### 과제 목표
아래 자료의 모든 줄을 '번호'와 '자료 줄' 두 열로 된 마크다운 표로 정리하세요. 빈 줄은 넣지 마세요.

### 제공 자료
/---

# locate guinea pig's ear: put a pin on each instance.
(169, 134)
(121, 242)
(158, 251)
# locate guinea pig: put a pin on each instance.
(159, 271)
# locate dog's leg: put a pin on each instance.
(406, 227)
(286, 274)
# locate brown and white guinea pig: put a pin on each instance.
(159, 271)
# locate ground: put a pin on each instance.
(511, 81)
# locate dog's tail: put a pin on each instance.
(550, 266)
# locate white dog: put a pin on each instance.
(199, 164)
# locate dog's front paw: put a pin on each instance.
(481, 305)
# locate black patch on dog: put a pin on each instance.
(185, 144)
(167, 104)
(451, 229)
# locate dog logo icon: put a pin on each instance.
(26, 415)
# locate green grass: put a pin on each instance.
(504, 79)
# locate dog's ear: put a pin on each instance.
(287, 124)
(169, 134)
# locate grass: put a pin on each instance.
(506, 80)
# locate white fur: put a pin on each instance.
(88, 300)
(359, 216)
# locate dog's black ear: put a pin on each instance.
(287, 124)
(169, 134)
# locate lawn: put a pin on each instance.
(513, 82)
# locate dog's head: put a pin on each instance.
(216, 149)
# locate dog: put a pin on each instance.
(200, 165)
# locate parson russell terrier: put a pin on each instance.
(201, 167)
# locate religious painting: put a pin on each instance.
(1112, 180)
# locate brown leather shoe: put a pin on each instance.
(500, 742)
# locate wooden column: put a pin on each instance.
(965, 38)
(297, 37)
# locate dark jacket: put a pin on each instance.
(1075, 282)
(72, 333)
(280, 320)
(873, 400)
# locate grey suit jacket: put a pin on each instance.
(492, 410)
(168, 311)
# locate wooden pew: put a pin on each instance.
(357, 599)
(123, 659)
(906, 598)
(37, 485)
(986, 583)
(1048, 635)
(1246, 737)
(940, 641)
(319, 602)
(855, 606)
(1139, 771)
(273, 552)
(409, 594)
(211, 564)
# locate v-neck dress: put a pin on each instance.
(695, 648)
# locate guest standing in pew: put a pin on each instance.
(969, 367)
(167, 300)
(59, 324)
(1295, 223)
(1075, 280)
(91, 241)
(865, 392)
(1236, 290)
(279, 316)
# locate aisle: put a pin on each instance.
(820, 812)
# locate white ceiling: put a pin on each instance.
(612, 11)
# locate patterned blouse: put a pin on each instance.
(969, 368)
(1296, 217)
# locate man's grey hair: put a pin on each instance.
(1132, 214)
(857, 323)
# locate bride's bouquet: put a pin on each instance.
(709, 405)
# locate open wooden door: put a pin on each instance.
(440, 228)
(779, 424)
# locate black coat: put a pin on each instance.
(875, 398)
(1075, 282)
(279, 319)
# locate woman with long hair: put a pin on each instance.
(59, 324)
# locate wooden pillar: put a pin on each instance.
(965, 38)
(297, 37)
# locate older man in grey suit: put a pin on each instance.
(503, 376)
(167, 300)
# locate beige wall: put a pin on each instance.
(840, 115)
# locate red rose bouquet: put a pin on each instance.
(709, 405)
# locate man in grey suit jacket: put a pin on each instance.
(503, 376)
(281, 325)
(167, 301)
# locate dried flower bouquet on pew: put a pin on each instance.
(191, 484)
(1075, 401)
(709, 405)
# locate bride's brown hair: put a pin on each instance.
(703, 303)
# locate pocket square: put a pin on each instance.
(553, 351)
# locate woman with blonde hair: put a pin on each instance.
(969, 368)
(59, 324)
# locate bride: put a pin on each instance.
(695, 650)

\---

### 풀이 과정
| 번호 | 자료 줄 |
|---|---|
| 1 | # locate guinea pig's ear: put a pin on each instance. |
| 2 | (169, 134) |
| 3 | (121, 242) |
| 4 | (158, 251) |
| 5 | # locate guinea pig: put a pin on each instance. |
| 6 | (159, 271) |
| 7 | # locate dog's leg: put a pin on each instance. |
| 8 | (406, 227) |
| 9 | (286, 274) |
| 10 | # locate brown and white guinea pig: put a pin on each instance. |
| 11 | (159, 271) |
| 12 | # locate ground: put a pin on each instance. |
| 13 | (511, 81) |
| 14 | # locate dog's tail: put a pin on each instance. |
| 15 | (550, 266) |
| 16 | # locate white dog: put a pin on each instance. |
| 17 | (199, 164) |
| 18 | # locate dog's front paw: put a pin on each instance. |
| 19 | (481, 305) |
| 20 | # locate black patch on dog: put a pin on each instance. |
| 21 | (185, 144) |
| 22 | (167, 104) |
| 23 | (451, 229) |
| 24 | # locate dog logo icon: put a pin on each instance. |
| 25 | (26, 415) |
| 26 | # locate green grass: put a pin on each instance. |
| 27 | (504, 79) |
| 28 | # locate dog's ear: put a pin on each instance. |
| 29 | (287, 124) |
| 30 | (169, 134) |
| 31 | # locate grass: put a pin on each instance. |
| 32 | (506, 80) |
| 33 | # locate white fur: put a pin on each instance. |
| 34 | (88, 300) |
| 35 | (359, 216) |
| 36 | # locate dog's black ear: put a pin on each instance. |
| 37 | (287, 124) |
| 38 | (169, 134) |
| 39 | # locate lawn: put a pin on each instance. |
| 40 | (513, 82) |
| 41 | # locate dog's head: put a pin on each instance. |
| 42 | (216, 149) |
| 43 | # locate dog: put a pin on each instance. |
| 44 | (200, 165) |
| 45 | # locate parson russell terrier: put a pin on each instance. |
| 46 | (201, 167) |
| 47 | # locate religious painting: put a pin on each instance. |
| 48 | (1112, 180) |
| 49 | # locate brown leather shoe: put a pin on each instance. |
| 50 | (500, 742) |
| 51 | # locate wooden column: put a pin on each instance. |
| 52 | (965, 38) |
| 53 | (297, 37) |
| 54 | # locate dark jacket: put a pin on each instance. |
| 55 | (1075, 282) |
| 56 | (72, 333) |
| 57 | (280, 320) |
| 58 | (873, 400) |
| 59 | # locate grey suit jacket: put a pin on each instance. |
| 60 | (492, 410) |
| 61 | (168, 311) |
| 62 | # locate wooden pew: put a pin on each instance. |
| 63 | (357, 599) |
| 64 | (123, 659) |
| 65 | (906, 598) |
| 66 | (37, 485) |
| 67 | (986, 583) |
| 68 | (1048, 635) |
| 69 | (1246, 737) |
| 70 | (940, 641) |
| 71 | (319, 602) |
| 72 | (855, 606) |
| 73 | (1139, 771) |
| 74 | (273, 552) |
| 75 | (409, 594) |
| 76 | (211, 564) |
| 77 | # locate v-neck dress: put a pin on each instance. |
| 78 | (695, 648) |
| 79 | # locate guest standing in pew: put a pin on each instance. |
| 80 | (969, 367) |
| 81 | (167, 300) |
| 82 | (59, 324) |
| 83 | (1295, 223) |
| 84 | (1075, 280) |
| 85 | (91, 241) |
| 86 | (865, 392) |
| 87 | (1236, 290) |
| 88 | (279, 316) |
| 89 | # locate aisle: put a pin on each instance. |
| 90 | (820, 812) |
| 91 | # locate white ceiling: put a pin on each instance. |
| 92 | (612, 11) |
| 93 | # locate patterned blouse: put a pin on each instance. |
| 94 | (969, 368) |
| 95 | (1296, 217) |
| 96 | # locate man's grey hair: put a pin on each instance. |
| 97 | (1132, 214) |
| 98 | (857, 323) |
| 99 | # locate bride's bouquet: put a pin on each instance. |
| 100 | (709, 405) |
| 101 | # locate open wooden door: put a pin on each instance. |
| 102 | (440, 228) |
| 103 | (779, 424) |
| 104 | # locate black coat: put a pin on each instance. |
| 105 | (875, 398) |
| 106 | (1075, 282) |
| 107 | (279, 319) |
| 108 | # locate woman with long hair: put a pin on each instance. |
| 109 | (59, 324) |
| 110 | # locate wooden pillar: put a pin on each instance. |
| 111 | (965, 38) |
| 112 | (297, 37) |
| 113 | # locate older man in grey suit: put a pin on each instance. |
| 114 | (503, 376) |
| 115 | (167, 300) |
| 116 | # locate beige wall: put a pin on each instance. |
| 117 | (840, 115) |
| 118 | # locate red rose bouquet: put a pin on each instance. |
| 119 | (709, 405) |
| 120 | # locate man in grey suit jacket: put a pin on each instance. |
| 121 | (503, 376) |
| 122 | (281, 325) |
| 123 | (167, 301) |
| 124 | # locate dried flower bouquet on pew: put a pin on each instance. |
| 125 | (191, 484) |
| 126 | (1075, 401) |
| 127 | (709, 405) |
| 128 | # locate bride's brown hair: put a pin on each instance. |
| 129 | (703, 303) |
| 130 | # locate pocket square: put a pin on each instance. |
| 131 | (553, 351) |
| 132 | # locate woman with blonde hair: put a pin on each instance. |
| 133 | (969, 368) |
| 134 | (59, 324) |
| 135 | # locate bride: put a pin on each instance. |
| 136 | (695, 650) |